--- Provided data ---

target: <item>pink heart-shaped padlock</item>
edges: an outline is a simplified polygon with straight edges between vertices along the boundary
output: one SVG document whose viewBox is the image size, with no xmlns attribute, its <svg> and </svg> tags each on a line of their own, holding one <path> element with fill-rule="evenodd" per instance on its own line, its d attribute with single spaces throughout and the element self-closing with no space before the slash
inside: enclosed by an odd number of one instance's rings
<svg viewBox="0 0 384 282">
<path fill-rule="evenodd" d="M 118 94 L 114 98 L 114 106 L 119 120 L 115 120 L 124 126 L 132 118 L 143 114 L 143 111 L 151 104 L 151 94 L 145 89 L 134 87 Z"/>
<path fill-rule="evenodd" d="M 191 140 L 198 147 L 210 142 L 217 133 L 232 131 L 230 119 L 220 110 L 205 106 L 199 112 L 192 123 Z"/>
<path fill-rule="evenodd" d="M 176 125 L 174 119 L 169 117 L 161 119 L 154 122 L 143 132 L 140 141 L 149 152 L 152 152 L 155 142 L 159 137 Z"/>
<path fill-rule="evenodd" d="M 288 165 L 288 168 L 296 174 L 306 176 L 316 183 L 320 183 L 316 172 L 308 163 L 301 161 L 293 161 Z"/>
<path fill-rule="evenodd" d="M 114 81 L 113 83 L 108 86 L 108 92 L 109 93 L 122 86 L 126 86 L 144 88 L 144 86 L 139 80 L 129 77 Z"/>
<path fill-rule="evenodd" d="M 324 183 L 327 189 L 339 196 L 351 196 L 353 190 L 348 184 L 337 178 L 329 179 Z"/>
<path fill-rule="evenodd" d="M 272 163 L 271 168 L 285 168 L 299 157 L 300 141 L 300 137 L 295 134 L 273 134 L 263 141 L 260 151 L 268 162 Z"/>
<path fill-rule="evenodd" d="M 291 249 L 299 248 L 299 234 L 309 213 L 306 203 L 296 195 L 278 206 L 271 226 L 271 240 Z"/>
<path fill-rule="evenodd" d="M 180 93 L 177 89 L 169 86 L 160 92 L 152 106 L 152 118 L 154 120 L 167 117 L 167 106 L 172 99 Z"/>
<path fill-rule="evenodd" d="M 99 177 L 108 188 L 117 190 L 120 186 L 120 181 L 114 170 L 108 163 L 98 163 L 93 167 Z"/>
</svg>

---

(Requirement) Rewrite every line of the records above, swapping "vertices" for "corners" and changing nothing else.

(Correct response)
target: <item>pink heart-shaped padlock</item>
edges: an outline is a simplified polygon with straight edges between corners along the boundary
output: one SVG document whose viewBox is the image size, with no xmlns attribute, its <svg> and </svg> tags each on a line of their own, holding one <path> element with fill-rule="evenodd" per instance on its own line, its d attribute with single spaces throughout and the element self-closing with no space before the slash
inside: enclosed by an odd number of one instance's rings
<svg viewBox="0 0 384 282">
<path fill-rule="evenodd" d="M 118 94 L 114 98 L 114 106 L 119 120 L 115 120 L 124 126 L 132 118 L 143 114 L 143 111 L 151 104 L 151 94 L 145 89 L 134 87 Z"/>
<path fill-rule="evenodd" d="M 191 140 L 198 147 L 210 142 L 217 133 L 232 131 L 230 119 L 220 110 L 205 106 L 199 112 L 192 123 Z"/>
<path fill-rule="evenodd" d="M 176 125 L 174 119 L 169 117 L 161 119 L 154 122 L 143 132 L 140 141 L 149 152 L 152 152 L 155 142 L 159 137 Z"/>
<path fill-rule="evenodd" d="M 288 165 L 288 168 L 296 174 L 306 176 L 316 183 L 320 183 L 316 172 L 308 163 L 301 161 L 293 161 Z"/>
<path fill-rule="evenodd" d="M 114 81 L 113 83 L 108 86 L 108 92 L 109 93 L 122 86 L 126 86 L 144 88 L 144 86 L 139 80 L 129 77 Z"/>
<path fill-rule="evenodd" d="M 324 183 L 327 189 L 339 196 L 351 196 L 353 190 L 348 184 L 337 178 L 329 179 Z"/>
<path fill-rule="evenodd" d="M 272 163 L 271 168 L 285 168 L 299 157 L 300 141 L 300 137 L 295 134 L 273 134 L 263 141 L 260 151 L 268 162 Z"/>
<path fill-rule="evenodd" d="M 291 249 L 299 248 L 299 234 L 309 213 L 306 203 L 296 195 L 278 206 L 271 226 L 271 240 Z"/>
<path fill-rule="evenodd" d="M 180 93 L 177 89 L 169 86 L 160 92 L 152 106 L 152 118 L 154 120 L 167 117 L 167 106 L 172 99 Z"/>
<path fill-rule="evenodd" d="M 99 177 L 108 188 L 117 190 L 120 186 L 120 181 L 114 170 L 108 163 L 98 163 L 93 167 Z"/>
</svg>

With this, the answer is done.